Document section START
Nor will it be disputed that we find in animals implicit memory,
judgment, and reasoning, the inductions and deductions from one special
fact to another, the passions, the physiological language of gestures,
expressive of internal emotions, and even, in the case of gregarious
animals, the combined action to effect certain purposes; so that, as far
as their higher orders are concerned, animals may be regarded as a
simple and undeveloped form of man, while man, by his later psychical
and organic evolution, has become a developed and complex animal.[4]

In my book on the fundamental law of intelligence in the animal kingdom,
I attempted to show this great truth, and to formulate a principle
common to all animals in the exercise of their psychical emotions, by
setting forth the essential elements as they are generally displayed. I
think I was not far from the truth in establishing a law which seems
indubitable; although, while some men whose opinion is worthy of esteem
have accepted it, other very competent judges have objected to some
parts of my theory, but without convincing me of error. I repeat my
conclusions here, since they are necessary to the theory of the genesis
of myth, which I propose to explain in this work. I hold the complete
identity between man and animals to be established by the adequate
consideration of the faculties, the psychical elements of consciousness
and intelligence, and the mode of their spontaneous exercise; and I
believe the superiority of man to consist not so much in new faculties
as in the reflex effect upon themselves of those he possesses in common
with the animals. The old adage confirms this theory: _Homo duplex_.
Document section END
Recorded data START
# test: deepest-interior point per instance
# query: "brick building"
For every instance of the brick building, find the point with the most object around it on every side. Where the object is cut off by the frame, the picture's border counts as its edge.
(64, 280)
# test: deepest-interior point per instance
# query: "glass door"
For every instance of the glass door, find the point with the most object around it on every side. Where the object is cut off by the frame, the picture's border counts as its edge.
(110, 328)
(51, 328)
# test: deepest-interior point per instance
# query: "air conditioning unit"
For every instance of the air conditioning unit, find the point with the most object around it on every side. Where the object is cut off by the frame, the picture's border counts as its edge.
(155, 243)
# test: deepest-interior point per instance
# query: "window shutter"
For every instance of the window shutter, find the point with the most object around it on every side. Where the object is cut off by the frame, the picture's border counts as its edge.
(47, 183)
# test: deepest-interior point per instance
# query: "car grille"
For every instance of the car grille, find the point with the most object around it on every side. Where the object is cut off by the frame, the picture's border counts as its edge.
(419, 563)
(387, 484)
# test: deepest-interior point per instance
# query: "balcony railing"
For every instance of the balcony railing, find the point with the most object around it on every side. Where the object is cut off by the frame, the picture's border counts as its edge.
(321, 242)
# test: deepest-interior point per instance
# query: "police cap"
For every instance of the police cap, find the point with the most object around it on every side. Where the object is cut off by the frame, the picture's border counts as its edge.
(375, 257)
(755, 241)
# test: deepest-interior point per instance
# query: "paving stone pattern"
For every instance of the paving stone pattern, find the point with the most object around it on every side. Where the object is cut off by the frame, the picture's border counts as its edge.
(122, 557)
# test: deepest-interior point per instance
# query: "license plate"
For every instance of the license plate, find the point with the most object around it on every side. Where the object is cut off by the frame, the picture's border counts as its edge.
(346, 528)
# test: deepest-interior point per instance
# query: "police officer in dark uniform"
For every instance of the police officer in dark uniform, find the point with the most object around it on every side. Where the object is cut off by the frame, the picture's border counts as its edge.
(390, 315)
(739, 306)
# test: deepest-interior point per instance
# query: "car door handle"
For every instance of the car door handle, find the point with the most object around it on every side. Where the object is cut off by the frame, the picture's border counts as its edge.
Recorded data END
■ Required work
Carry on the passage about the shared psychical faculties of animals and man, picking up after its final sentence.

■ The answer
No one now doubts that animals feel, hear, remember, and the like, while
man is able to exercise his will, to feel, to remember, deliberately to
consider all his actions and functions, because he not only possesses
the direct and spontaneous intuition with respect to himself and things
in general which he has in common with animals, but he has an intuitive
knowledge of that intuition itself, and in this way he multiplies within
himself the exercise of his whole psychical life. We find the ultimate
cause of this return upon himself, and his intuition of things, in his
deliberate will, which does not only immediately command his body and
his manifold relative functions, but also the complex range of his
psychical acts. This fact, which as I believe has not been observed
before, is of great importance. It is manifest that the difference
between man and other animals does not consist in the diversity or
discrepancy of the elements of the intelligence, but in its reflex
action on itself; an action which certainly has its conditions fixed by
the organic and physiological composition of the brain.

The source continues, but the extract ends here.